Short problem
Reproduce the records verbatim, starting with the first line and going on through the line with "[738,0,852,495]".

···

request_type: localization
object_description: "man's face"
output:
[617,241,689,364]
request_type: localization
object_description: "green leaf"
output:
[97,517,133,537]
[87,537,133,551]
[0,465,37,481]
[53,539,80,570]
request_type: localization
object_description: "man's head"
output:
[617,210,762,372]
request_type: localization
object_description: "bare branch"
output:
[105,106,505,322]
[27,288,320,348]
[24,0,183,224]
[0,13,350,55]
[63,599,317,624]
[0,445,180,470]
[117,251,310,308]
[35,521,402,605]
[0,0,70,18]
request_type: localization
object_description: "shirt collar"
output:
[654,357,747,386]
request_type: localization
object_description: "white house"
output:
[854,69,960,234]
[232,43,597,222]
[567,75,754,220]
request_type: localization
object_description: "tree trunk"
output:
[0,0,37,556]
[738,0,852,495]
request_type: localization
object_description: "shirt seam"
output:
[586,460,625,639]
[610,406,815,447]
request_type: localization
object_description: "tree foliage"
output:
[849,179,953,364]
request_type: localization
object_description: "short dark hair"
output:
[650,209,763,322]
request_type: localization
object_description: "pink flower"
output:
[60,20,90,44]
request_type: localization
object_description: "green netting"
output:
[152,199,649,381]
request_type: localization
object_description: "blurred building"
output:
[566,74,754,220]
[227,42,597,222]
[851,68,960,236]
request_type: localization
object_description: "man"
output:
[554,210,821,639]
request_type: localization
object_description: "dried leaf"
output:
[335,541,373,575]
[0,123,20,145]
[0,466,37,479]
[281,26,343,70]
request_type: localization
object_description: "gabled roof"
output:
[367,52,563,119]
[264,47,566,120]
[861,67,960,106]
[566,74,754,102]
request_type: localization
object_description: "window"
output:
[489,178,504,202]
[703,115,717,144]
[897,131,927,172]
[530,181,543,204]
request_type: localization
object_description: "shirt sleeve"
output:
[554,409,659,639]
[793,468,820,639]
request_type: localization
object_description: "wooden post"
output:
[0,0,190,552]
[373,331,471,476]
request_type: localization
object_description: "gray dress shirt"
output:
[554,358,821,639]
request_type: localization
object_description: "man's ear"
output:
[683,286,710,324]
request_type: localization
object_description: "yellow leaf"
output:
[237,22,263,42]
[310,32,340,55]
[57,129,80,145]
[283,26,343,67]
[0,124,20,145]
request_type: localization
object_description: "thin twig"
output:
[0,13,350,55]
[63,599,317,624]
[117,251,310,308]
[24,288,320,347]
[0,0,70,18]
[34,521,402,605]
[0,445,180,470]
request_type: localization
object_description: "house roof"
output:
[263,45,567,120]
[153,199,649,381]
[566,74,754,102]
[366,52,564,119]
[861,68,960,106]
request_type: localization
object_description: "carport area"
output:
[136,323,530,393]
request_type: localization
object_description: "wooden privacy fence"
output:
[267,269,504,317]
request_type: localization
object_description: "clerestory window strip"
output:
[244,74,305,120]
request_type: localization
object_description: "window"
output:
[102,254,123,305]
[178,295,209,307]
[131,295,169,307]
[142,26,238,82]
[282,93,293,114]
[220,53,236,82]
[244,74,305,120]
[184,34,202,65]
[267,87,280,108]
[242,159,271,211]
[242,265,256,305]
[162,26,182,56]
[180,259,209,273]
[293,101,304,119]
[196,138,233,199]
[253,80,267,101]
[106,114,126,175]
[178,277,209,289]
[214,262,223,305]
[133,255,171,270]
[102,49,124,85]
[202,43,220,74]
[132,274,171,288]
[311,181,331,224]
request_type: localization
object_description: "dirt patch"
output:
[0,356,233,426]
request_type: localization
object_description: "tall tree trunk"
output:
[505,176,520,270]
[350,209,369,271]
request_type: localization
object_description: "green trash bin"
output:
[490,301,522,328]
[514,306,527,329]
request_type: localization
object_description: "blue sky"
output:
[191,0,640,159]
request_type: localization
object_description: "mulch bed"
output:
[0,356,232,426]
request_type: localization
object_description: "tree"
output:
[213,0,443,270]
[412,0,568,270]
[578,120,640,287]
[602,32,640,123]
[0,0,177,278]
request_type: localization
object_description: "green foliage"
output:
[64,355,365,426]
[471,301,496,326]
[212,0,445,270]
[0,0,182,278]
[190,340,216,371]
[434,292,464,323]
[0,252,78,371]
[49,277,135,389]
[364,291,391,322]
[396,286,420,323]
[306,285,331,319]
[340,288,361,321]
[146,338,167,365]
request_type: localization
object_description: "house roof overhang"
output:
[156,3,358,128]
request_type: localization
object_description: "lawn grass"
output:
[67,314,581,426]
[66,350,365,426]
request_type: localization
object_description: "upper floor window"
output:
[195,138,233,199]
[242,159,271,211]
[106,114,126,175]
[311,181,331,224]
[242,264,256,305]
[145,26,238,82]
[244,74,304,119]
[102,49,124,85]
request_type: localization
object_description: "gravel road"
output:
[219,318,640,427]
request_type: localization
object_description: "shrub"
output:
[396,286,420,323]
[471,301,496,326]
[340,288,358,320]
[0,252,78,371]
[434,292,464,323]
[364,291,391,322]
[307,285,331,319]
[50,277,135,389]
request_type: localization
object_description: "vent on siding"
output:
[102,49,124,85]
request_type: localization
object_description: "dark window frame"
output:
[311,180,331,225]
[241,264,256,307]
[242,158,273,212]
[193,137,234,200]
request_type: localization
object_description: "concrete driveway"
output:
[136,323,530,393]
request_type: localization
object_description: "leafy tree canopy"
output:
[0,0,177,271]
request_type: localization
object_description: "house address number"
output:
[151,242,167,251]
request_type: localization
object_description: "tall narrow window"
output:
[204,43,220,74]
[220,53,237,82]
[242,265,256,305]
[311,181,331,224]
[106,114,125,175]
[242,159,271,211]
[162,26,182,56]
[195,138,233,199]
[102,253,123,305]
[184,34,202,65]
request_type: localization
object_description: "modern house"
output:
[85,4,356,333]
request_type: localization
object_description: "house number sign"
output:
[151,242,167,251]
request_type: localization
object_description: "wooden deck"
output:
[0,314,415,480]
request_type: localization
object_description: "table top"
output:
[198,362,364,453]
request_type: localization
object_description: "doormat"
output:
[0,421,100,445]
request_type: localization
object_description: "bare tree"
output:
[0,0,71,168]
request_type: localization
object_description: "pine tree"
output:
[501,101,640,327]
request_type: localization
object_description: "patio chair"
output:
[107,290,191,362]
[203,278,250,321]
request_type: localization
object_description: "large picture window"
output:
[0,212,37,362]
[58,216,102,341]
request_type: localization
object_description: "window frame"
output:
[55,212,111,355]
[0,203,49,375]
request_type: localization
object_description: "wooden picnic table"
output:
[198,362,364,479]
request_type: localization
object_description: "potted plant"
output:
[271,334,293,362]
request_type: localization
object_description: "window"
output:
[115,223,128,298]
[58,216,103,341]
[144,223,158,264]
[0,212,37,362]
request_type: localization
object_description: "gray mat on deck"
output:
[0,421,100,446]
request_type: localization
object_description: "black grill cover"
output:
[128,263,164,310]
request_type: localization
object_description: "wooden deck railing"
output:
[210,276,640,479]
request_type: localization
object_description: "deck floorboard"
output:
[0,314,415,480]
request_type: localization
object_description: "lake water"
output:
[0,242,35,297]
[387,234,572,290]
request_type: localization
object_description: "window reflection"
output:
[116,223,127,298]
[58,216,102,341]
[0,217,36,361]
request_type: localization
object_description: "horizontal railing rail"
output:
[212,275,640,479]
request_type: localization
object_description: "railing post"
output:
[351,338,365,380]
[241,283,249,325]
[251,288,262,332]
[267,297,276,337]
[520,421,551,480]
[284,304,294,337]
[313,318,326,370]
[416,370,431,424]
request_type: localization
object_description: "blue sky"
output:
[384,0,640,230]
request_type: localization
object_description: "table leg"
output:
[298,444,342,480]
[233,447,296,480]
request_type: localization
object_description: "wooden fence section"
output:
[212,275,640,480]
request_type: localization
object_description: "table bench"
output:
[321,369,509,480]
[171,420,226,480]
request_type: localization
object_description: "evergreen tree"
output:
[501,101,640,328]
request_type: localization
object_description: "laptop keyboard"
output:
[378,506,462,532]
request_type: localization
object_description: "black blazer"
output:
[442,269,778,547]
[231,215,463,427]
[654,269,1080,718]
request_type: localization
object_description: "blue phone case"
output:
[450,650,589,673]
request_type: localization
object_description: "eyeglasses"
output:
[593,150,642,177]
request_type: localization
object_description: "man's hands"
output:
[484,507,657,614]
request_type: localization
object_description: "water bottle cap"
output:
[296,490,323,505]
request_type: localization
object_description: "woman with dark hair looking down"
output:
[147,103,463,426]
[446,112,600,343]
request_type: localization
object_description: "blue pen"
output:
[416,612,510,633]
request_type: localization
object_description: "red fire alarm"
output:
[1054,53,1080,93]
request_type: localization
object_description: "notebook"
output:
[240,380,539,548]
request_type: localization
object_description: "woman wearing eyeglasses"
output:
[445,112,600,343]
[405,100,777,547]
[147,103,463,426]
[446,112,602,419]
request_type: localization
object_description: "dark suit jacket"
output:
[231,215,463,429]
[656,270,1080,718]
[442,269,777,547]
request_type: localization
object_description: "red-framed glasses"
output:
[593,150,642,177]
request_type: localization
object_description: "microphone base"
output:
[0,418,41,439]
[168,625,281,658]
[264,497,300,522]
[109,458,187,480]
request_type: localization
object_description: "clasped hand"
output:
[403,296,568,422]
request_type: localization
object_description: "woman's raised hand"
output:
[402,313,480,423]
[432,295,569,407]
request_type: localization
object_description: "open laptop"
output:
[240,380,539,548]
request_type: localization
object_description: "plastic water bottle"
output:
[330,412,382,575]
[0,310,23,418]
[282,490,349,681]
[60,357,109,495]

···

Solution
request_type: localization
object_description: "man's face"
output:
[617,241,689,364]
request_type: localization
object_description: "green leaf"
output:
[97,517,133,537]
[87,537,133,551]
[0,465,37,481]
[53,539,80,570]
request_type: localization
object_description: "man's head"
output:
[617,210,762,372]
request_type: localization
object_description: "bare branch"
output:
[105,106,505,322]
[27,288,320,348]
[24,0,183,224]
[0,13,350,55]
[63,599,317,624]
[0,445,180,470]
[117,251,310,308]
[35,521,402,605]
[0,0,70,18]
request_type: localization
object_description: "shirt collar"
output:
[654,357,747,386]
request_type: localization
object_description: "white house"
output:
[854,69,960,234]
[232,43,597,222]
[567,75,754,220]
request_type: localization
object_description: "tree trunk"
output:
[0,0,37,556]
[738,0,852,495]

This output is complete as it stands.